» **Aim**: Reproduce verbatim the lines starting at the one that contains "trace: tan skin tone" and continuing through the end of the records.

[Dataset excerpt]
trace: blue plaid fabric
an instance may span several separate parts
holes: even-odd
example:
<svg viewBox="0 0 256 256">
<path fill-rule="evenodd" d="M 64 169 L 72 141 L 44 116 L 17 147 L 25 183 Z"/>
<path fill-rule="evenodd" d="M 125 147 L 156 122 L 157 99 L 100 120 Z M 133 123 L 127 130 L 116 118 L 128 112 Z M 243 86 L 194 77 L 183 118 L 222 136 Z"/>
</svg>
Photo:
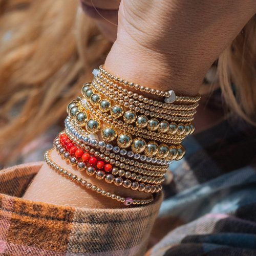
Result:
<svg viewBox="0 0 256 256">
<path fill-rule="evenodd" d="M 256 255 L 256 129 L 226 120 L 184 144 L 150 253 Z"/>
</svg>

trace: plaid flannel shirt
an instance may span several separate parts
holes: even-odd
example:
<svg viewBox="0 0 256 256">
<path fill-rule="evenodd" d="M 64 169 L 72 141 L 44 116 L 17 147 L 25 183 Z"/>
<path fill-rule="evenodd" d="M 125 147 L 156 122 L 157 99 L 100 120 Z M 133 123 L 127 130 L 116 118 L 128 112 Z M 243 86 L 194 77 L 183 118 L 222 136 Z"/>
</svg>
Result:
<svg viewBox="0 0 256 256">
<path fill-rule="evenodd" d="M 256 255 L 255 129 L 225 121 L 184 145 L 161 207 L 28 201 L 41 163 L 0 171 L 0 255 Z"/>
</svg>

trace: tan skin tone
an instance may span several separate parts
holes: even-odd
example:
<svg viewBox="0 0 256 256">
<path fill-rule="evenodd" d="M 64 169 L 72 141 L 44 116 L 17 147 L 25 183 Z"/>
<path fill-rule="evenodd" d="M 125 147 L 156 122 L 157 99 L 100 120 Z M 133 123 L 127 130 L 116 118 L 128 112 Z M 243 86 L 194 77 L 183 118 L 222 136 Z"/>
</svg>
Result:
<svg viewBox="0 0 256 256">
<path fill-rule="evenodd" d="M 105 9 L 117 9 L 119 4 L 116 0 L 83 2 Z M 117 39 L 106 58 L 106 69 L 140 84 L 194 95 L 212 62 L 255 11 L 254 0 L 123 0 L 119 7 Z M 103 29 L 108 27 L 108 31 L 111 31 L 108 34 L 115 39 L 116 26 L 111 23 L 108 27 L 103 18 L 97 19 L 97 23 Z M 200 112 L 198 122 L 201 127 L 216 121 L 208 111 Z M 81 176 L 56 152 L 52 158 L 61 166 Z M 148 196 L 107 184 L 94 177 L 86 179 L 116 194 L 141 198 Z M 24 198 L 89 208 L 124 206 L 71 182 L 46 164 Z"/>
</svg>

» **Task response**:
trace: tan skin tone
an instance may span several separate parts
holes: even-odd
example:
<svg viewBox="0 0 256 256">
<path fill-rule="evenodd" d="M 64 169 L 72 141 L 44 116 L 17 147 L 25 183 Z"/>
<path fill-rule="evenodd" d="M 125 147 L 156 122 L 157 99 L 100 120 Z M 133 123 L 127 130 L 116 118 L 128 112 Z M 243 86 L 194 77 L 183 118 L 222 136 Z"/>
</svg>
Result:
<svg viewBox="0 0 256 256">
<path fill-rule="evenodd" d="M 105 9 L 117 9 L 119 4 L 116 0 L 83 2 Z M 117 39 L 106 58 L 106 69 L 140 84 L 194 95 L 212 62 L 255 11 L 254 0 L 123 0 L 119 7 Z M 103 29 L 108 27 L 108 31 L 111 31 L 108 34 L 115 39 L 116 26 L 111 23 L 108 27 L 103 18 L 97 19 L 97 23 Z M 200 112 L 198 122 L 201 127 L 216 121 L 208 111 Z M 81 176 L 56 152 L 52 158 L 61 166 Z M 148 196 L 107 184 L 94 177 L 86 179 L 116 194 L 141 198 Z M 24 198 L 89 208 L 124 206 L 71 182 L 46 164 Z"/>
</svg>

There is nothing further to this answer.